_Data to use_
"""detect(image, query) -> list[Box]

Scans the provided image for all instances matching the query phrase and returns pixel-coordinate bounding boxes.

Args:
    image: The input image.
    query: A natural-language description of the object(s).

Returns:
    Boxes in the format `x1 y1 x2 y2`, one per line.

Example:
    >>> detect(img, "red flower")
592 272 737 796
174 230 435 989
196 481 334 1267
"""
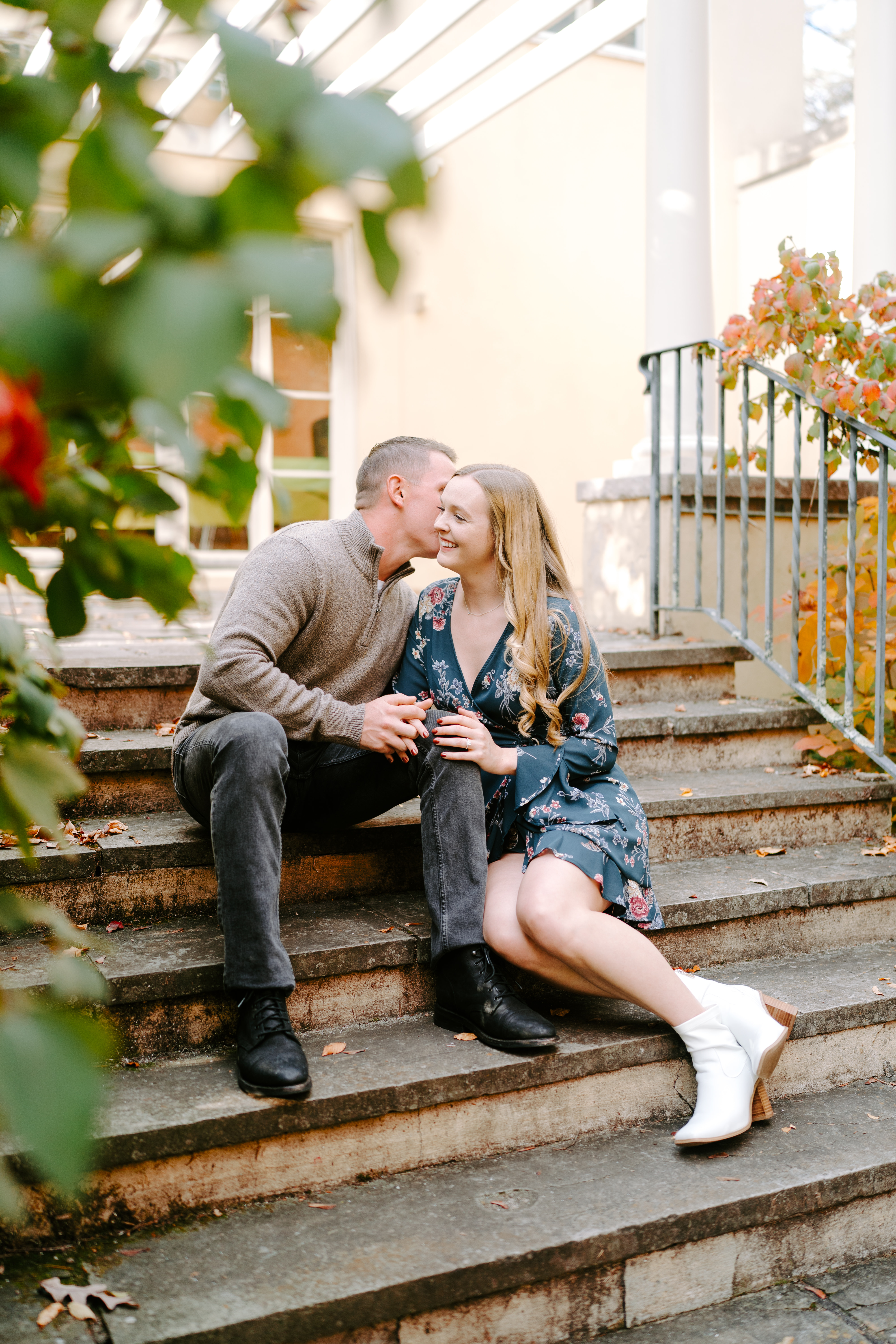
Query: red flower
629 892 650 919
0 371 50 504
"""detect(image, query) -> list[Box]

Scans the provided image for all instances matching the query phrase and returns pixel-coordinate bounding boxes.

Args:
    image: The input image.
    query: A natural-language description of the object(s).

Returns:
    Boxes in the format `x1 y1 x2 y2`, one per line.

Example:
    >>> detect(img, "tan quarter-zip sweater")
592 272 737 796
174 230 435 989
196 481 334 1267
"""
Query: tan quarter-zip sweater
175 509 416 746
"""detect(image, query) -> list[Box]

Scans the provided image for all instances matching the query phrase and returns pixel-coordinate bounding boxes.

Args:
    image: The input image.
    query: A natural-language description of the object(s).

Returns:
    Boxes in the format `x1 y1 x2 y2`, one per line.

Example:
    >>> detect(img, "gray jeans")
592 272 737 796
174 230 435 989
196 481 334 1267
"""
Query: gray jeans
173 710 488 992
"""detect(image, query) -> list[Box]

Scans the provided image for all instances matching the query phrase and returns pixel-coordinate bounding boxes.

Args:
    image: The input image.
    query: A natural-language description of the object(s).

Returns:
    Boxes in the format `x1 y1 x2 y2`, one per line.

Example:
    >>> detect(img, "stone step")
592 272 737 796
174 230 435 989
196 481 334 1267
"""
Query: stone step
7 941 896 1232
0 1086 896 1344
45 632 750 732
7 818 896 1055
0 841 896 1055
51 656 199 732
613 689 821 780
599 1254 896 1344
63 698 818 817
9 770 896 923
595 630 752 704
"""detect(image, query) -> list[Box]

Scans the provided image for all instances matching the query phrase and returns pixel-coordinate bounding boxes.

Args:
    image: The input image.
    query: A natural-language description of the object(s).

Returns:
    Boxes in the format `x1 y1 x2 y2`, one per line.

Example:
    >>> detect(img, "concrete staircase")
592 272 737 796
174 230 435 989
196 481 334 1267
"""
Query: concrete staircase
0 640 896 1344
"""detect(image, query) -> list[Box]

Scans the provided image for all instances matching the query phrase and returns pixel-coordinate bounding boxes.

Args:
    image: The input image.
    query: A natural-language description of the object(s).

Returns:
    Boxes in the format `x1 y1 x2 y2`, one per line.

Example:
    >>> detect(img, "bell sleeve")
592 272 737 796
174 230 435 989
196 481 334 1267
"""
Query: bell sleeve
392 601 430 700
515 603 617 808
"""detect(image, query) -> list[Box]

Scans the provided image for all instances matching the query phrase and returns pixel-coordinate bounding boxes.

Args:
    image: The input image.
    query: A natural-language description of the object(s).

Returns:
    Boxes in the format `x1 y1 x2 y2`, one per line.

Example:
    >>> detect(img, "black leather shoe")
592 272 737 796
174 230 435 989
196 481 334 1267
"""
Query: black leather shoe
236 989 312 1098
435 943 560 1050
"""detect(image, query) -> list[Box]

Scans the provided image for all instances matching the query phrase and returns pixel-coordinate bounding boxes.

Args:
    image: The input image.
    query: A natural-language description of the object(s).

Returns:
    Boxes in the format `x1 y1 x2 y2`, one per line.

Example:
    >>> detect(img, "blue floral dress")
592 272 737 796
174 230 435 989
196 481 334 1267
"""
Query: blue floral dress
392 578 664 930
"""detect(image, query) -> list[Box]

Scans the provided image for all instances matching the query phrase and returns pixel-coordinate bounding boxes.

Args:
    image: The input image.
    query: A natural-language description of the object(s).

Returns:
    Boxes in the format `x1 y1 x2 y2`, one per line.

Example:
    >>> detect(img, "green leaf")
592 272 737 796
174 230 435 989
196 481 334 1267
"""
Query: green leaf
47 564 87 640
0 1157 24 1223
117 255 248 410
230 234 338 337
191 448 258 527
361 210 400 294
218 23 316 140
218 364 289 429
0 532 40 593
0 1008 108 1193
54 210 152 276
298 93 414 181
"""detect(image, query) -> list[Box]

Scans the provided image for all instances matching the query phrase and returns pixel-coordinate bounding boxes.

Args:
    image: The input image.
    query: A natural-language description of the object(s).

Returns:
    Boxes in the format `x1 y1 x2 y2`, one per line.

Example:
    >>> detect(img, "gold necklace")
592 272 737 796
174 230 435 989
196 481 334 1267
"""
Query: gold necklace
461 586 504 620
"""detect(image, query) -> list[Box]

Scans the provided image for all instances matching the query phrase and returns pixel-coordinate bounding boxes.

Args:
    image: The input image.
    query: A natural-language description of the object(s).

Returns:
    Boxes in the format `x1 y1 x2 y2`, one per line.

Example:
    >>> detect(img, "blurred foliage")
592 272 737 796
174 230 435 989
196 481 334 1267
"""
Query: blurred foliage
0 0 424 1231
706 239 896 474
0 0 424 636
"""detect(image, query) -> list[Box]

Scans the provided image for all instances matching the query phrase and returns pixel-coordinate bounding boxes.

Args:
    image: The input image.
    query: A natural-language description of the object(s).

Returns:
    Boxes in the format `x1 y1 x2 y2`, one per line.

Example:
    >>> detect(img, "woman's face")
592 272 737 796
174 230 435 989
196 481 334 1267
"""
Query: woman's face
435 476 494 574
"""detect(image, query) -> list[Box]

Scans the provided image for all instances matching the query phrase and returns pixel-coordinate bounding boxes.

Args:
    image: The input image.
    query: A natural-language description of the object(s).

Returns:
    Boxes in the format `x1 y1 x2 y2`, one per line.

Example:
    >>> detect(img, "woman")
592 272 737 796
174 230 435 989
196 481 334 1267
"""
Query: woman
395 464 795 1145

_What the exercise asks_
Extract every line in the entries above that contains the string "leaf". Treat uppercase and lowercase letters as different.

_Result_
    >>> detect(img, "green leaf")
Query: green leaf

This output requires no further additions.